* **Source document**:
┌────────

Bill C-248 would have the effect of unilaterally transferring these parcels to the federal government without any engagement or dialogue. That is simply wrong, and it creates the possibility that constitutional, legal and other issues and challenges may arise.

The Parks Canada approach is different. Our approach is centred on public consultations. We are also exploring a range of governance models in the creation of national urban parks. We are working with other implicated federal departments for a whole-of-government approach to any transfers of land. As well, we are engaging in the breadth of consultation a project of this complexity demands.

First and foremost, that means engaging, in the spirit of reconciliation, in a nation-to-nation dialogue with indigenous partners. Thorough and open consultation with indigenous partners on this proposal is essential.

Bill C-248 presents indigenous partners with a finished design without any consultation. That is a serious omission and error. As one can see, public consultation is at the very heart of the Parks Canada process currently under way. Bill C-248 is a shortcut that skips public consultation in favour of a fait accompli.

Consultations are required not only with indigenous communities but also with many additional levels. At the Ojibway announcement, I talked about the fact the protection of Ojibway has always been a grassroots community effort led by many partners.

└────────

* **Data rows**:
┌────────

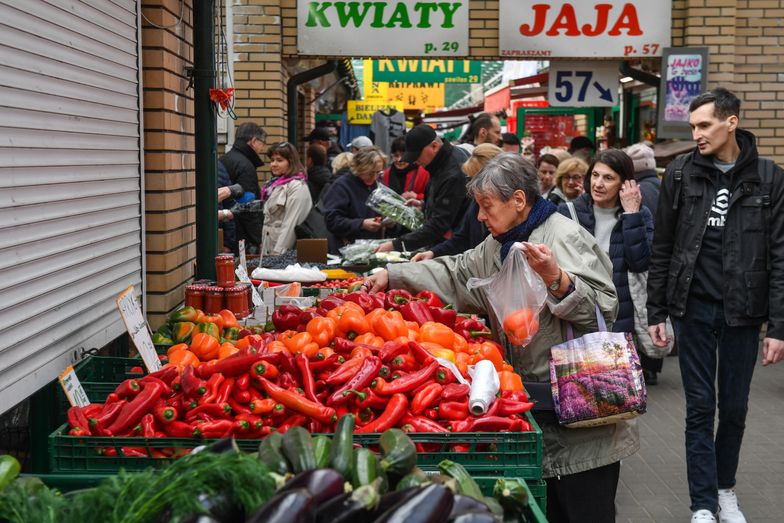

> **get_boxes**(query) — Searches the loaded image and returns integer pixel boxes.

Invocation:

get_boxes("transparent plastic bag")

└────────
┌────────

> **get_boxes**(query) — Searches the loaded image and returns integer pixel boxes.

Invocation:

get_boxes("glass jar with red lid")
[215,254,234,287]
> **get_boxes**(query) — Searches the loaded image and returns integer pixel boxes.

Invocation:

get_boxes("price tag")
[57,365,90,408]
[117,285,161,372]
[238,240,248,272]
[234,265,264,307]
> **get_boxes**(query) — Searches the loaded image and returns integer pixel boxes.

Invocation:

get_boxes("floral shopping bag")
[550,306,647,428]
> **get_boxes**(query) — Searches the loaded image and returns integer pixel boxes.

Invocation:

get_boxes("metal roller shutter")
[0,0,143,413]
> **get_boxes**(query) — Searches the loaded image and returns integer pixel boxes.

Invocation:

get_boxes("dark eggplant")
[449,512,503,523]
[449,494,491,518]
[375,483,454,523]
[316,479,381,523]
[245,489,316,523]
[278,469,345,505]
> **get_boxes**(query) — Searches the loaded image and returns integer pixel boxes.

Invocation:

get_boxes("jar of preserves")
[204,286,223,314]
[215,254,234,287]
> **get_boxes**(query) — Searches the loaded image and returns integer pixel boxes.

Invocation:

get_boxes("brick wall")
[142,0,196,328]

└────────
┌────────

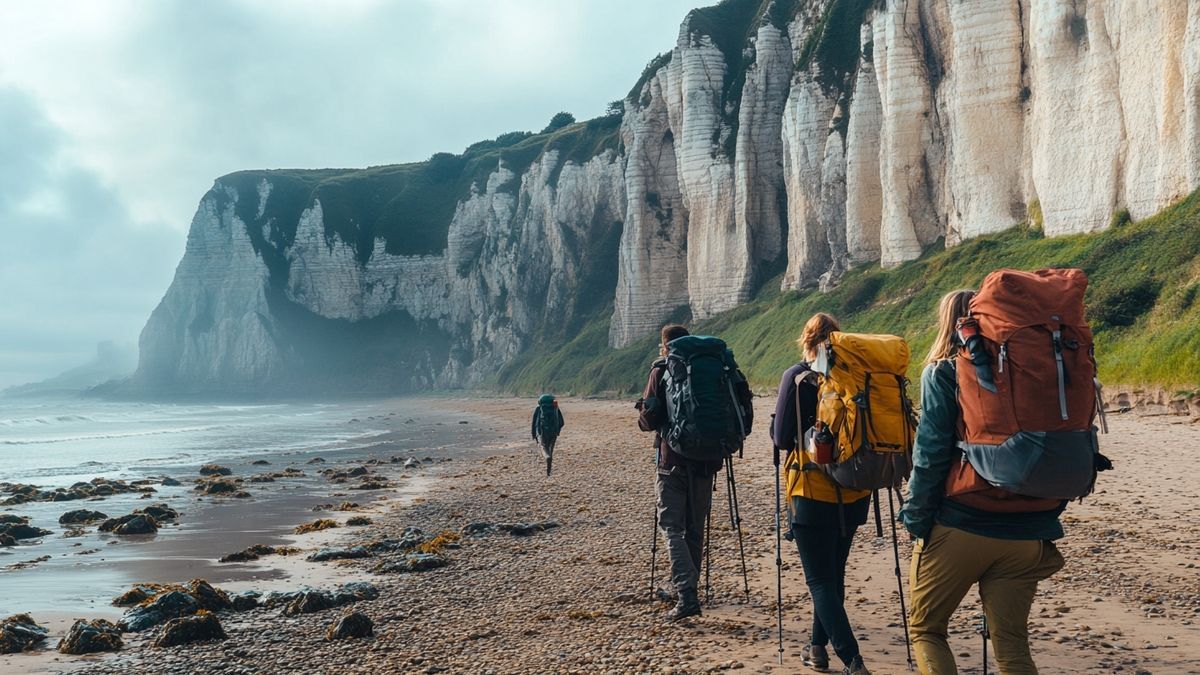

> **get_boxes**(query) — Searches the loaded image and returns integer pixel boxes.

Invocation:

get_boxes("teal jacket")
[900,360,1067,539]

└────────

* **Task instructions**:
Please set down word for word the portion of the Bill C-248 passage above, before the material, that opens with the words containing "Bill C-248 would" and closes with "challenges may arise.".

* **Response to the task**:
Bill C-248 would have the effect of unilaterally transferring these parcels to the federal government without any engagement or dialogue. That is simply wrong, and it creates the possibility that constitutional, legal and other issues and challenges may arise.